### RECORDS FOR PROCESSING
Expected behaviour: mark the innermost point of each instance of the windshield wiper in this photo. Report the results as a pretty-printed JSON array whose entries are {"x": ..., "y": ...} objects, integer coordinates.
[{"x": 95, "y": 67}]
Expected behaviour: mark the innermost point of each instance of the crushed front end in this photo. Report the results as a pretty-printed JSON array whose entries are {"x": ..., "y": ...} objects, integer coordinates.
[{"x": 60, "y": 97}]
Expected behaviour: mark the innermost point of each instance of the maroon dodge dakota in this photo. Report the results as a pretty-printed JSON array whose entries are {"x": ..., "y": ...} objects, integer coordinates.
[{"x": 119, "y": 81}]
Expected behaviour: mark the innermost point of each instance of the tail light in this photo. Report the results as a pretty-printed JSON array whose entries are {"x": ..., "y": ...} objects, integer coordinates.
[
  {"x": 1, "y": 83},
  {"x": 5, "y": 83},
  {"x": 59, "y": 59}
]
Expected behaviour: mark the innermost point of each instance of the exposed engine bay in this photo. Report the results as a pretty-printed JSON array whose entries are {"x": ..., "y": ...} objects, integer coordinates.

### REQUIREMENT
Write out all of these records again, requests included, with every x and y coordinate in the answers multiplied by 0.2 and rounded to the nearest whole number, halves rounding up.

### SOLUTION
Expected behaviour: mark the innermost point of each instance of the windshield wiper in this photo. Report the results as a pretty-printed JSON array whose entries are {"x": ..., "y": ...} objects, integer coordinates.
[{"x": 19, "y": 13}]
Expected behaviour: mark the innermost point of each instance of the crushed front end in this photo. Report the results as a pretty-printed JSON array whose entries are {"x": ..., "y": ...} objects, integer coordinates.
[{"x": 12, "y": 19}]
Expected behaviour: mark the innermost point of each instance of the maroon dodge dakota in this photo. Report the results as a pretty-printed JSON array whose entries are {"x": ..., "y": ...} objects, integer coordinates.
[{"x": 24, "y": 16}]
Expected behaviour: mark the innermost point of each instance of the tail light in this photo. Report the results as a pretty-printed JSON array whose entries are {"x": ..., "y": ...} objects, integer coordinates.
[
  {"x": 0, "y": 17},
  {"x": 1, "y": 17},
  {"x": 12, "y": 12}
]
Expected behaviour: mark the innermost point of each instance of the exposed engine bay in this photo. Report the results as a pretty-printed JSON array whose entries are {"x": ..., "y": ...} objects, integer coordinates.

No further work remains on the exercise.